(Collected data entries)
————

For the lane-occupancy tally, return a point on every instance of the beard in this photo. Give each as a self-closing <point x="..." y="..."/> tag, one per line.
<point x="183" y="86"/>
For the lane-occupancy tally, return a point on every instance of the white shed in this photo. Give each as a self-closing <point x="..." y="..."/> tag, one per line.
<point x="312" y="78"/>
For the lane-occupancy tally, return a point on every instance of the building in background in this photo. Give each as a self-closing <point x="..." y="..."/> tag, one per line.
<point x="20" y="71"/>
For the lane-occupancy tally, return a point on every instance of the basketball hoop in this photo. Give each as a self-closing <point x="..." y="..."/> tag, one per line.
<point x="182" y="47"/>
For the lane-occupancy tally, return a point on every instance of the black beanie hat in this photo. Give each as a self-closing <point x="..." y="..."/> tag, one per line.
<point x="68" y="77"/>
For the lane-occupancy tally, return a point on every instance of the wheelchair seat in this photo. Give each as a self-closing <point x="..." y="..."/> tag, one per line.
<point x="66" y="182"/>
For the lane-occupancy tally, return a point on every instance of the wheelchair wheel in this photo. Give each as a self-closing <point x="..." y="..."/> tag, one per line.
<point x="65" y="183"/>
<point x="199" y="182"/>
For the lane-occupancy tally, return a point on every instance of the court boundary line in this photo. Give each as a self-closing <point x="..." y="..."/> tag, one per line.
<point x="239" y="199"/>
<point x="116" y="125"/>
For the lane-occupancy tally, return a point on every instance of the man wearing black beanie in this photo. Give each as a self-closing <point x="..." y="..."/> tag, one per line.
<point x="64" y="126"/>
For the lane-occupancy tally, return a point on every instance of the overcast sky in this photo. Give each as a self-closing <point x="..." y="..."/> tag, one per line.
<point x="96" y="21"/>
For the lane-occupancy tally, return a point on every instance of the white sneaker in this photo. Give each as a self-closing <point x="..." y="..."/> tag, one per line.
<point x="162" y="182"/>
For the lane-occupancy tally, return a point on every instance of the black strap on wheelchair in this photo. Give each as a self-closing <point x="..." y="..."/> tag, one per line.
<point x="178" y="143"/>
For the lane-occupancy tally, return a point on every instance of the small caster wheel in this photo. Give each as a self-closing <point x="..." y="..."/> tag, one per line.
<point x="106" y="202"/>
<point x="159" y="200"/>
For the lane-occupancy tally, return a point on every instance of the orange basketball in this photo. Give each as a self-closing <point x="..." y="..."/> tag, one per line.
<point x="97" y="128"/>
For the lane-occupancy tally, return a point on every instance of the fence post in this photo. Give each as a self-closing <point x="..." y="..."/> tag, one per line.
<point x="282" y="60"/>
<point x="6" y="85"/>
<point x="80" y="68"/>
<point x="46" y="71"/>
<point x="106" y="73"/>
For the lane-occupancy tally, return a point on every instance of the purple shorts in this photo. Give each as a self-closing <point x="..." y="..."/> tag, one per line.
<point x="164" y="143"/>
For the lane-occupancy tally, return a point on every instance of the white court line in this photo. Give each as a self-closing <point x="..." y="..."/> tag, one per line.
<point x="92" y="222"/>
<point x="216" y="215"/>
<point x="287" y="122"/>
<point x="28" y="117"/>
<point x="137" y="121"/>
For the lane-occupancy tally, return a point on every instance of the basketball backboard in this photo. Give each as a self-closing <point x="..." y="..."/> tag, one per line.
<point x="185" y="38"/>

————

Brief:
Without omitting anything, set down all the entries above again.

Answer for this exercise:
For the lane-occupancy tally, return a point on every instance of the beard in this photo. Give each as a self-closing <point x="..." y="..."/> tag, one per line.
<point x="183" y="86"/>
For the lane-occupancy tally, return a point on every instance of the white shed in this photo. Give each as a self-closing <point x="..." y="..."/> tag, one per line.
<point x="312" y="78"/>
For the lane-occupancy tally, return a point on every instance of the building in background in this photo. Give each as a self-closing <point x="..." y="..."/> tag, one per line.
<point x="20" y="71"/>
For the lane-occupancy tally, return a point on every instance of the basketball hoop in this photo. Give each as a self-closing <point x="..." y="..."/> tag, one per line.
<point x="182" y="47"/>
For the lane-occupancy tally, return a point on every instance of the black beanie hat in this photo. Give each as a self-closing <point x="..." y="..."/> tag, one per line.
<point x="68" y="77"/>
For the lane-occupancy tally, return a point on every instance of the wheelchair seat in this photo. Give each as a self-closing <point x="..." y="..."/> tag, one per line.
<point x="66" y="182"/>
For the lane-occupancy tally, return a point on every instance of the wheelchair wheel in this photo. Give each as a self-closing <point x="..." y="..."/> tag, one per line.
<point x="65" y="183"/>
<point x="199" y="182"/>
For the lane-occupancy tally, return a point on every instance of the court boundary line in this photo. Give each as a self-closing <point x="..." y="..."/> tag, one per line.
<point x="239" y="199"/>
<point x="116" y="125"/>
For the lane-occupancy tally, return a point on every instance of the man wearing black beanie in this photo. Give each as a self-closing <point x="..." y="..."/> tag, one per line.
<point x="64" y="126"/>
For the lane-occupancy tally, return a point on every instance of the overcast sky in this photo. Give each as a self-closing <point x="..." y="..."/> tag, one per line.
<point x="96" y="21"/>
For the lane-occupancy tally, return a point on every instance of the white sneaker in this photo. Give each as a self-closing <point x="..." y="..."/> tag, one per line.
<point x="162" y="182"/>
For the lane-occupancy tally, return a point on every instance of the black strap on wheelchair in this photo. Give each as a self-closing <point x="..." y="..."/> tag, one per line.
<point x="178" y="143"/>
For the lane-occupancy tally, return a point on every instance of the small caster wheel in this photo. Give each as a self-closing <point x="..." y="..."/> tag, one per line.
<point x="106" y="202"/>
<point x="159" y="200"/>
For the lane-occupancy tally, return a point on every instance of the orange basketball in this photo. Give each as a self-closing <point x="..." y="..."/> tag, one per line.
<point x="97" y="128"/>
For the lane-occupancy tally, return a point on every instance of the fence post in this photo. Give each as a self-closing <point x="..." y="..."/> tag, one per line.
<point x="282" y="60"/>
<point x="6" y="85"/>
<point x="80" y="68"/>
<point x="46" y="71"/>
<point x="106" y="73"/>
For the lane-occupancy tally, return a point on every instance of the purple shorts in this photo. Give each as a self-closing <point x="..." y="..."/> tag, one per line.
<point x="164" y="143"/>
For the lane-occupancy tally, return a point on every instance of the white court line in this photo. Give each as a self-closing <point x="..." y="..."/> tag, one per line.
<point x="92" y="222"/>
<point x="216" y="215"/>
<point x="287" y="122"/>
<point x="28" y="117"/>
<point x="137" y="121"/>
For the lane-occupancy tally, return a point on every instance of the basketball backboard in this photo. Give each as a self-closing <point x="..." y="..."/> tag, one per line.
<point x="185" y="38"/>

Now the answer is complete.